[BEGIN PROVIDED PASSAGE]
That being said, been there done that and had mixed results. Let’s start with dd. She did much as your daughter did and eventually dropped out of college. While she was in college we told her we would assist her in her education as long as she attended classes and maintained a B average—she definitely has the intelligence for that. As long as she was in classes, and I could verify she was maintaining per our agreement our support would be that only of what it would have cost us if she was still in the dorm. All other requests for income would be denied.
She dropped out at the semester because her grades dropped hugely, and she was more interested in her living companion than going to school. She took off traveling for awhile, then settled in CA. At one point she boomeranged home amazingly enough alone, it seemed this wasn’t her one and only love after all. We ran into conflicts, basically she wanted to sleep all day and party all night. We paid the deposits on a rental house and moved her out on her own. The parting was not good, but my children are NOT allowed to speak to me the way she was doing. She was told it was up to her to get a job, or be kicked out of the rental house. Strange thing she got a job the very next day. She will now tell you that tough love saved her.
She ended up back in CA, back in college with a straight A average and she’s phi beta kappa. She has paid for every penny of that return to college, she had burned her bridges with us. She has an excellent career, a new love in her life—that we adore—and is the strong independent person I raised her to be. She and I are still not on the best of terms but that has nothing to do with the finances, but an emotional disagreement on entirely something else.
DS nearly made the same mistake as his sister, but decided that finishing to get his degree so he could support said love was a wiser alternative. It turned out to be far wiser since the two of them went their separate ways. It took him seven years to finish college because of the slowness due to the “love of his life” and he paid the consequences financially heavily. Let’s just say he spent a LOT of money on the girl before they split, plus we quit paying part of his college when his grades dipped.
[END PROVIDED PASSAGE]
[BEGIN EXTRACTED ENTRIES]
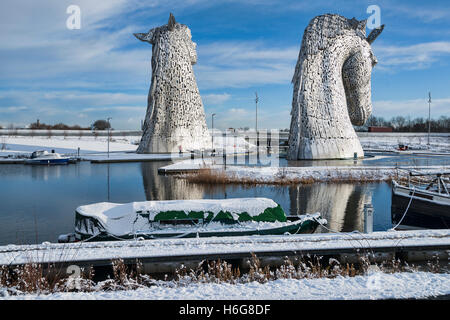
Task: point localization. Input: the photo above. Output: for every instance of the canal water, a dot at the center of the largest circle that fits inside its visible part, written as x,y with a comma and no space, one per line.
38,203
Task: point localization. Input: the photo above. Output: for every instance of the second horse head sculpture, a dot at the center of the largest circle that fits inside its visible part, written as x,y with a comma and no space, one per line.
332,88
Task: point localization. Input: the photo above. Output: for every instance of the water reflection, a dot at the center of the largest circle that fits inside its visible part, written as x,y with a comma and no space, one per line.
45,172
341,204
159,187
37,203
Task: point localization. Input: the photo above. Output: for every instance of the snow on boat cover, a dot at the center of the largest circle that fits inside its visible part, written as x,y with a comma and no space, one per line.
144,217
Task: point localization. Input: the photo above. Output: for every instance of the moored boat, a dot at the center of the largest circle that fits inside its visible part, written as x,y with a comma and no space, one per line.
423,205
187,219
46,158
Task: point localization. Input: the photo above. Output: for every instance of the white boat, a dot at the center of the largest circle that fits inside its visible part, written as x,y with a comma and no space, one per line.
186,219
422,205
47,158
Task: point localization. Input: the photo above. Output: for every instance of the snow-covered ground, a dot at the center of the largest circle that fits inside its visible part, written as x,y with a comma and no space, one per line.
68,144
372,286
275,174
89,144
414,141
94,251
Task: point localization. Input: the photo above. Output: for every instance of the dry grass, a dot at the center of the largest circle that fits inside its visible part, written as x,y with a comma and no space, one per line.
35,279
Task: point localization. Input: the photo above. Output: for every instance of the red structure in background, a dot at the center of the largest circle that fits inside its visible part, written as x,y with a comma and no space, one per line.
380,129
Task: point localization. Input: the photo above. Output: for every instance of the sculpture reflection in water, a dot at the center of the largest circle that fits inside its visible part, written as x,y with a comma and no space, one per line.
341,204
160,187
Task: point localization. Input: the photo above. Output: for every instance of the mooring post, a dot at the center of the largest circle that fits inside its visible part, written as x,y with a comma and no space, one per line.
368,218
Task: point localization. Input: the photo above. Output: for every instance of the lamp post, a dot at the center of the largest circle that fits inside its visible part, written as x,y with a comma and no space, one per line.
109,127
212,131
256,102
429,118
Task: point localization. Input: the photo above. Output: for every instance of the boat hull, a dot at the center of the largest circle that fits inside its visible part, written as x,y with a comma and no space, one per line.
47,161
295,227
425,211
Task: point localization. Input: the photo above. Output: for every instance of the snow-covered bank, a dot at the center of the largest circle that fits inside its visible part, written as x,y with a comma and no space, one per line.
155,249
439,142
68,144
373,286
286,175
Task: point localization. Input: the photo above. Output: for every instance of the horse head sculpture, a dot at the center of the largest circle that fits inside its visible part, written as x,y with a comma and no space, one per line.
332,88
175,119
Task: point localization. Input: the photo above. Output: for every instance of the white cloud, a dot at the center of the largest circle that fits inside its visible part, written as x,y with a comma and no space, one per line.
12,109
417,56
414,107
215,99
244,64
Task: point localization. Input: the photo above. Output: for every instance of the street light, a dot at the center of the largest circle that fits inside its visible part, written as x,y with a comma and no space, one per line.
212,131
429,118
109,127
256,102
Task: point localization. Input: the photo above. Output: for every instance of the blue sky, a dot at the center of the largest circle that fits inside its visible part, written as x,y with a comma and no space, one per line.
54,74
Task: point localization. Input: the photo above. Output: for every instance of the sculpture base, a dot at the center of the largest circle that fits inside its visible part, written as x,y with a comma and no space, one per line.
325,149
174,144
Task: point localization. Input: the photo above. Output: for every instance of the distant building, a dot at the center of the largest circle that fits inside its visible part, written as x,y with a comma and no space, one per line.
380,129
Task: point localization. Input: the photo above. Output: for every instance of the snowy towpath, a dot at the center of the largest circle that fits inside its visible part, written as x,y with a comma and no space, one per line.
373,286
169,249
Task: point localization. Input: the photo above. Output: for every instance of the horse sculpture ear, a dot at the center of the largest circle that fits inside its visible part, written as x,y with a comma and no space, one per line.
172,22
146,37
362,26
374,34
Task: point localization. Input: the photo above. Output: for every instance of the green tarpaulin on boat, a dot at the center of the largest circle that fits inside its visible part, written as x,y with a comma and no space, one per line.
269,215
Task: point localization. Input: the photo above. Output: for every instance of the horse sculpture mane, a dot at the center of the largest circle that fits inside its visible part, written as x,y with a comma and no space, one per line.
331,88
175,118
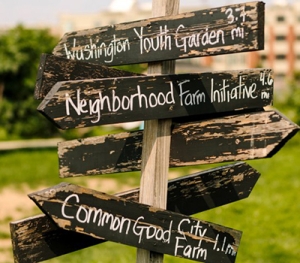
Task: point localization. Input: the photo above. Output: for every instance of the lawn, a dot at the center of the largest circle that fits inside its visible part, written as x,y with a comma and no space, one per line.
269,217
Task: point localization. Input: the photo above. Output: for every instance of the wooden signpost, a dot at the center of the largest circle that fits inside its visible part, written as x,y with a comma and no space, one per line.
101,215
84,103
37,239
53,69
238,137
224,121
214,31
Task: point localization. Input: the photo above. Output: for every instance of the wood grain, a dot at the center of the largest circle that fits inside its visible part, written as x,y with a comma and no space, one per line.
37,238
99,215
223,30
53,69
243,136
85,103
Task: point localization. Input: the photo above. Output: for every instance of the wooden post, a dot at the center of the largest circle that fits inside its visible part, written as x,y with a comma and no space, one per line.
156,143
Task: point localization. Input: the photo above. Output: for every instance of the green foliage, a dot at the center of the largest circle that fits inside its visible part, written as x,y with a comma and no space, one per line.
[END EXTRACTED ENTRIES]
TO BE DONE — Continue the post about supporting adult children through college, starting after its final sentence. The data has nothing to do with the post about supporting adult children through college.

EXPECTED ANSWER —
As you know ds lives here. He basically rents the upstairs from us. He pays our utilities, buys his own detergent, hba, and part of the groceries. He also does MUCH (read most) of the farm labor. He cooks dinner at least once a week, and about twice a month takes dh and I out to eat at a “sit down” restaurant. We have a very good relationship, but his love life is not up to his standards right now. I am sorry about that, he wants a family and I’d like him to have one, but that has to be done on his own terms.
So what I’m telling you is we took the tough love approach with both our kids. One had to completely bottom out but came out so much the better off for it. The other got smart before he totally crashed, but just barely. We feel that with both kids we did what was best for them. We helped them as long as they met reasonable expectations. Ie: attend classes, good grades. We drew the line at how much we would help them though. We limited it to ONLY what we would have previously been paying and we made it VERY clear that while we didn’t approve of what they were doing we did love them deeply and they would always be our children. The only exception we made to this was when ds had been unemployed for six months (unknown to us) was out of cash for meds and ended up nearly dying due to an asthma attack. We purchased his meds to save his life. But that was also when we moved him home. We needed farm help and he needed a job. He moved home, got a job in Tulsa the next day and life has evolved from there.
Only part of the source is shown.